## Begin Extract to read

Making the CNN model with resnet50 base and extracting the features for audio and video images


In [None]:
from tensorflow.keras.applications import ResNet50
from tensorflow.keras.models import Model
from tensorflow.keras.layers import GlobalAveragePooling2D

def create_video_feature_extractor(input_shape=(224, 224, 3), base_model='resnet50'):
    if base_model == 'resnet50':
        base = ResNet50(weights='imagenet', include_top=False, input_shape=input_shape)
    else:
        raise ValueError("Unsupported base model")

    output = GlobalAveragePooling2D()(base.output)
    model = Model(inputs=base.input, outputs=output)
    return model

video_feature_extractor = create_video_feature_extractor()


Downloading data from https://storage.googleapis.com/tensorflow/keras-applications/resnet/resnet50_weights_tf_dim_ordering_tf_kernels_notop.h5


In [None]:
from tensorflow.keras.models import Sequential
from tensorflow.keras.layers import Conv2D, MaxPooling2D, Flatten, Dense

def create_audio_feature_extractor(input_shape=(128, 128, 1)):
    model = Sequential([
        Conv2D(32, kernel_size=(3, 3), activation='relu', input_shape=input_shape),
        MaxPooling2D(pool_size=(2, 2)),
        Conv2D(64, kernel_size=(3, 3), activation='relu'),
        MaxPooling2D(pool_size=(2, 2)),
        Flatten(),
        Dense(128, activation='relu')

## End Extract to read
## Begin Dataset content

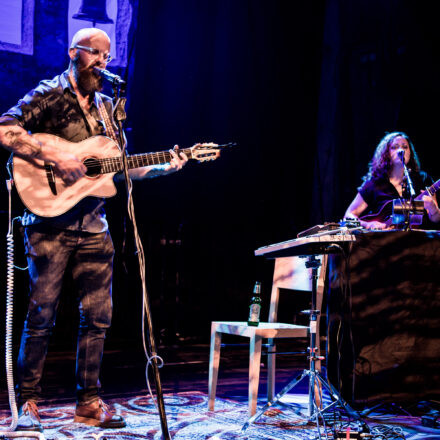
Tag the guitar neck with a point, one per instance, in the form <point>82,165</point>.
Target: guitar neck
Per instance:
<point>114,164</point>
<point>433,188</point>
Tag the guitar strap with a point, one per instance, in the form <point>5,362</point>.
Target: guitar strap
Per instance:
<point>108,126</point>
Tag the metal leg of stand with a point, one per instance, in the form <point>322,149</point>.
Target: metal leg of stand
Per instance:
<point>315,378</point>
<point>285,390</point>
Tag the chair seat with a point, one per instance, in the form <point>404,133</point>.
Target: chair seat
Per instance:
<point>264,329</point>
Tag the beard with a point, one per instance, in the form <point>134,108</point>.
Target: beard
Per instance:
<point>86,78</point>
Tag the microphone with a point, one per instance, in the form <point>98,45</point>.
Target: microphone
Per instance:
<point>110,77</point>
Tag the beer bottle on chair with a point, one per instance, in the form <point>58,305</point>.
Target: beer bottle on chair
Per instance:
<point>255,307</point>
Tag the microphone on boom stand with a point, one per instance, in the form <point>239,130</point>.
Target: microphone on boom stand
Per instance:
<point>401,155</point>
<point>116,80</point>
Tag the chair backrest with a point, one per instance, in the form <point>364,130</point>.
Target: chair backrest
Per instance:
<point>291,273</point>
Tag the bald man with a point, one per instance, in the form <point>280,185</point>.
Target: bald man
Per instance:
<point>69,106</point>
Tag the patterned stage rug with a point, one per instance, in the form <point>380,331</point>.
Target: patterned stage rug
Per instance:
<point>188,418</point>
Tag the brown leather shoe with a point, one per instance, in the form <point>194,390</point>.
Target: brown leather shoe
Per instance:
<point>98,414</point>
<point>28,418</point>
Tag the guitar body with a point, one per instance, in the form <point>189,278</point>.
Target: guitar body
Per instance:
<point>32,181</point>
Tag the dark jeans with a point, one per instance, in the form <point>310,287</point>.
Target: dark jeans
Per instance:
<point>90,259</point>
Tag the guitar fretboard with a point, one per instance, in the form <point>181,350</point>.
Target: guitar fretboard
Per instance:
<point>435,187</point>
<point>114,164</point>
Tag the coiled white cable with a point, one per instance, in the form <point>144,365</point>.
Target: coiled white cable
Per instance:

## End Dataset content

Exercise set:
A) From the feature-extraction notebook, reproduce word for word the passage beginning at the words "output = GlobalAveragePooling2D()(base.output)" and ending after the words "video_feature_extractor = create_video_feature_extractor()".
B) In the feature-extraction notebook, what default input shape does create_audio_feature_extractor use?
C) Decide whether each statement agrees with the feature-extraction notebook, answering yes or no and quoting the deciding words: (i) The video feature extractor loads ResNet50 with ImageNet weights. (ii) The ResNet50 base keeps its top classification layers. (iii) The first convolutional layer of the audio feature extractor has 64 filters.

Full answers:
A)
output = GlobalAveragePooling2D()(base.output)
    model = Model(inputs=base.input, outputs=output)
    return model

video_feature_extractor = create_video_feature_extractor()

B) (128, 128, 1)

C)
(i) Yes: "weights='imagenet'"
(ii) No: "include_top=False"
(iii) No: "Conv2D(32, kernel_size=(3, 3), activation='relu', input_shape=input_shape)"